:: DIRECTION ::
Rewrite every line of the items below as a Markdown table with two columns, Row and Line, numbering each row and omitting blank lines. Leave the pictures out of the table.

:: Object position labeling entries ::
◆ ◆ ◆ ◆ ◆ ◆ ◆

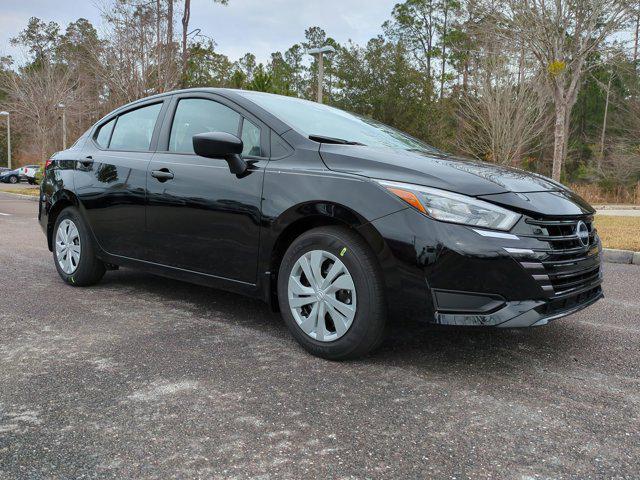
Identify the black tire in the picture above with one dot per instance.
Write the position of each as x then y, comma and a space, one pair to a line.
90, 269
369, 324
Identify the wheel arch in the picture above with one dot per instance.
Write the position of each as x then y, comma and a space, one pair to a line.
60, 200
304, 217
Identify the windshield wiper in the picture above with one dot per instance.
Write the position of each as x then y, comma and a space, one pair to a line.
338, 141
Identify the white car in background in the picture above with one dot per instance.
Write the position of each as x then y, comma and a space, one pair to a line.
29, 172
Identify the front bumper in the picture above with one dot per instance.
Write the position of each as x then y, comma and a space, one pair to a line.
453, 275
528, 313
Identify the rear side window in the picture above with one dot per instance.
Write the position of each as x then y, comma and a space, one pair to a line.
133, 130
104, 134
198, 115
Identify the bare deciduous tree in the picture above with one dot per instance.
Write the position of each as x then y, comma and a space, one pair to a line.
34, 96
502, 120
561, 34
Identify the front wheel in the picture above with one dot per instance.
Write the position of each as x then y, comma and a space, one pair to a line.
331, 294
74, 252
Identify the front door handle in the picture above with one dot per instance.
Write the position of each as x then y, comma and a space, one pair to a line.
162, 175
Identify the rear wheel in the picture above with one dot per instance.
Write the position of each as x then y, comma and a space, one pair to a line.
331, 294
74, 252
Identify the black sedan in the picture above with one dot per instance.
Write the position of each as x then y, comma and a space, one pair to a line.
341, 223
10, 176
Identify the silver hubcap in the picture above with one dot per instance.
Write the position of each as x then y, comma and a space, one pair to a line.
68, 246
322, 296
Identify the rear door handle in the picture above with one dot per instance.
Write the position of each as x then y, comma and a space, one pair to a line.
162, 175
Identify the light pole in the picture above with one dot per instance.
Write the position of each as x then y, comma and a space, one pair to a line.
6, 114
64, 126
320, 53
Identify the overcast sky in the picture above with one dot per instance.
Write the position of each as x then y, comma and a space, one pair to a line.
258, 26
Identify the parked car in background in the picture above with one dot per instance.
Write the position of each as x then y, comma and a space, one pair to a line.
338, 221
29, 173
10, 176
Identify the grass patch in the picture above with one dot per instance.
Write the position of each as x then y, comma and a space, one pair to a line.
619, 232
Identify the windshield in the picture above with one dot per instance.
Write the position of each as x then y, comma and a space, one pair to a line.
314, 119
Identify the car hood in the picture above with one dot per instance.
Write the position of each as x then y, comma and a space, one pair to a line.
433, 170
510, 187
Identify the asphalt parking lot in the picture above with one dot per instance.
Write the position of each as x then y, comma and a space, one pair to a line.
151, 378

◆ ◆ ◆ ◆ ◆ ◆ ◆

:: RESULT OF THIS EXERCISE ::
| Row | Line |
|---|---|
| 1 | Identify the black tire in the picture above with one dot per instance. |
| 2 | Write the position of each as x then y, comma and a space, one pair to a line. |
| 3 | 90, 269 |
| 4 | 369, 324 |
| 5 | Identify the wheel arch in the picture above with one dot per instance. |
| 6 | Write the position of each as x then y, comma and a space, one pair to a line. |
| 7 | 60, 200 |
| 8 | 304, 217 |
| 9 | Identify the windshield wiper in the picture above with one dot per instance. |
| 10 | Write the position of each as x then y, comma and a space, one pair to a line. |
| 11 | 338, 141 |
| 12 | Identify the white car in background in the picture above with one dot per instance. |
| 13 | Write the position of each as x then y, comma and a space, one pair to a line. |
| 14 | 29, 172 |
| 15 | Identify the front bumper in the picture above with one dot per instance. |
| 16 | Write the position of each as x then y, comma and a space, one pair to a line. |
| 17 | 453, 275 |
| 18 | 528, 313 |
| 19 | Identify the rear side window in the picture above with one dot per instance. |
| 20 | Write the position of each as x then y, comma and a space, one pair to a line. |
| 21 | 133, 130 |
| 22 | 104, 134 |
| 23 | 198, 115 |
| 24 | Identify the bare deciduous tree in the picture above with one dot per instance. |
| 25 | Write the position of each as x then y, comma and a space, one pair to a line. |
| 26 | 34, 96 |
| 27 | 502, 120 |
| 28 | 561, 34 |
| 29 | Identify the front wheel in the picture above with one dot per instance. |
| 30 | Write the position of each as x then y, comma and a space, one pair to a line. |
| 31 | 331, 294 |
| 32 | 74, 252 |
| 33 | Identify the front door handle in the picture above with one dot per instance. |
| 34 | Write the position of each as x then y, comma and a space, one pair to a line. |
| 35 | 162, 175 |
| 36 | Identify the rear wheel in the picture above with one dot per instance. |
| 37 | Write the position of each as x then y, comma and a space, one pair to a line. |
| 38 | 331, 294 |
| 39 | 74, 252 |
| 40 | Identify the black sedan in the picture above with one dot per instance. |
| 41 | Write the position of each as x then y, comma and a space, one pair to a line. |
| 42 | 341, 223 |
| 43 | 10, 176 |
| 44 | Identify the silver hubcap in the picture above with one dot per instance. |
| 45 | Write the position of each as x then y, comma and a space, one pair to a line. |
| 46 | 68, 246 |
| 47 | 322, 296 |
| 48 | Identify the rear door handle in the picture above with one dot per instance. |
| 49 | Write the position of each as x then y, comma and a space, one pair to a line. |
| 50 | 162, 175 |
| 51 | Identify the light pole in the picture above with one dot per instance. |
| 52 | Write the position of each as x then y, comma and a space, one pair to a line. |
| 53 | 6, 114 |
| 54 | 64, 126 |
| 55 | 320, 53 |
| 56 | Identify the overcast sky in the picture above with one dot per instance. |
| 57 | Write the position of each as x then y, comma and a space, one pair to a line. |
| 58 | 258, 26 |
| 59 | Identify the parked car in background in the picture above with one dot per instance. |
| 60 | Write the position of each as x then y, comma and a space, one pair to a line. |
| 61 | 338, 221 |
| 62 | 29, 173 |
| 63 | 10, 176 |
| 64 | Identify the grass patch in the picture above with one dot per instance. |
| 65 | Write the position of each as x then y, comma and a space, one pair to a line. |
| 66 | 619, 232 |
| 67 | Identify the windshield in the picture above with one dot per instance. |
| 68 | Write the position of each as x then y, comma and a space, one pair to a line. |
| 69 | 314, 119 |
| 70 | Identify the car hood in the picture above with one dot per instance. |
| 71 | Write the position of each as x then y, comma and a space, one pair to a line. |
| 72 | 433, 170 |
| 73 | 510, 187 |
| 74 | Identify the asphalt parking lot in the picture above with one dot per instance. |
| 75 | Write the position of each as x then y, comma and a space, one pair to a line. |
| 76 | 151, 378 |